**Aim of the task:** In the pandas thread below, reproduce word for word the passage that begins with the words containing "100 loops, best of 3: 2.61" and ends with "the original one.".

**Text:**

+--

Use apply and zip will 3 times fast than Series way.

def sizes(s):    
    return locale.format("%.1f", s / 1024.0, grouping=True) + ' KB', \
        locale.format("%.1f", s / 1024.0 ** 2, grouping=True) + ' MB', \
        locale.format("%.1f", s / 1024.0 ** 3, grouping=True) + ' GB'
df_test['size_kb'],  df_test['size_mb'], df_test['size_gb'] = zip(*df_test['size'].apply(sizes))

Test result are:

Separate df.apply(): 

    100 loops, best of 3: 1.43 ms per loop

Return Series: 

    100 loops, best of 3: 2.61 ms per loop

Return tuple:

    1000 loops, best of 3: 819 µs per loop

Answer 5

It gives a new dataframe with two columns from the original one.

import pandas as pd
df = ...
df_with_two_columns = df.apply(lambda row:pd.Series([row['column_1'], row['column_2']], index=['column_1', 'column_2']),axis = 1)

Answer 6

Just another readable way. This code will add three new columns and its values, returning series without use parameters in the apply function.

+--

**Supplied material:**
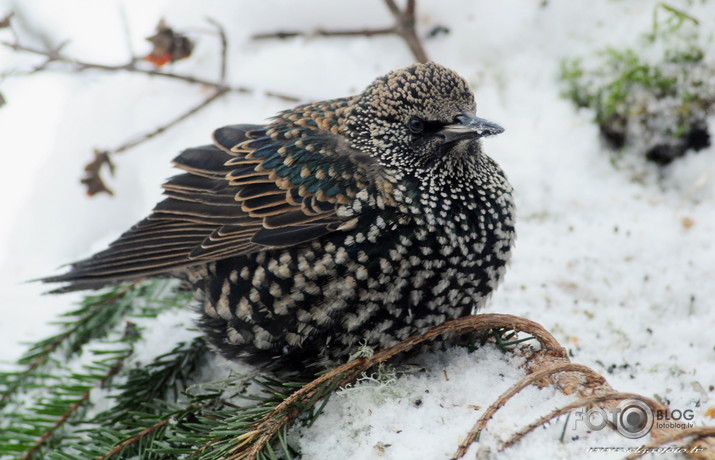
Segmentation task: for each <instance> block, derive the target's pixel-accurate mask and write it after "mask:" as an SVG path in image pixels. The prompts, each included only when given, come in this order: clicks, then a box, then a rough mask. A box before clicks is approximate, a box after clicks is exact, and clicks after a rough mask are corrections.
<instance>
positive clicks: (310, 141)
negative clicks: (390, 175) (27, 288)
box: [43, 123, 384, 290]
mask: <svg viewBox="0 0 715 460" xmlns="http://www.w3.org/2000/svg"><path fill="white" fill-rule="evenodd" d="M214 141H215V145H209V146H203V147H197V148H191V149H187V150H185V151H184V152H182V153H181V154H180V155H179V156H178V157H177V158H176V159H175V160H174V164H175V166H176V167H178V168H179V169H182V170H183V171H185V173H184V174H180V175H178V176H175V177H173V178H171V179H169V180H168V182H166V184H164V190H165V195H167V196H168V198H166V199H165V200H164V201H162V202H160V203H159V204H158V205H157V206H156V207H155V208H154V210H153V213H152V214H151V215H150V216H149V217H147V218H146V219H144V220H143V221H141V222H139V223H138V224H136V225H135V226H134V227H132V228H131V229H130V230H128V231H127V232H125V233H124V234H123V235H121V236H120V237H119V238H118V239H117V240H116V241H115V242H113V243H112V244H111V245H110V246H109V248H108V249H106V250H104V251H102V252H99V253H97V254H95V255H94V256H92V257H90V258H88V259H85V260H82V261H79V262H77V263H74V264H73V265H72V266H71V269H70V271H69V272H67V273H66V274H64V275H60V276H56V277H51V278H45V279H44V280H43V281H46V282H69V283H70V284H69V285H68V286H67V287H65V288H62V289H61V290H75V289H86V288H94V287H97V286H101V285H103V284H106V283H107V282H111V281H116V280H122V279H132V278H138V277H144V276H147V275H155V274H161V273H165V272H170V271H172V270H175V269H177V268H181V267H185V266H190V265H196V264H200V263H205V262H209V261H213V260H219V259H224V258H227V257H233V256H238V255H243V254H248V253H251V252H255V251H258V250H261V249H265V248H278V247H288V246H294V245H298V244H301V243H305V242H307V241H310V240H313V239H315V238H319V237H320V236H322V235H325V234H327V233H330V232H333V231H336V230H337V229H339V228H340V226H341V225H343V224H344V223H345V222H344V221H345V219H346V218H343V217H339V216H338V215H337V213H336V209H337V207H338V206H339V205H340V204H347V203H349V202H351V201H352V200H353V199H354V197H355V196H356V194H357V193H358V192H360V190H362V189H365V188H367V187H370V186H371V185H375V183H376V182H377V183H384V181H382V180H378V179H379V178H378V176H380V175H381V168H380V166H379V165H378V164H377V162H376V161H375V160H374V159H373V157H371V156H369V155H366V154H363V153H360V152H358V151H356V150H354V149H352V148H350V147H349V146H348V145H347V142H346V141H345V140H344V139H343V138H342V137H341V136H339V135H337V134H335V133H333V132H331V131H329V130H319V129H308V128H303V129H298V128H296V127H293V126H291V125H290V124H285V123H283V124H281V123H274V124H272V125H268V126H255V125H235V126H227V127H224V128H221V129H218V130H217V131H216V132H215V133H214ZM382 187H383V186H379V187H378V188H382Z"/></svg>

+--

**Exercise output:**
100 loops, best of 3: 2.61 ms per loop

Return tuple:

    1000 loops, best of 3: 819 µs per loop

Answer 5

It gives a new dataframe with two columns from the original one.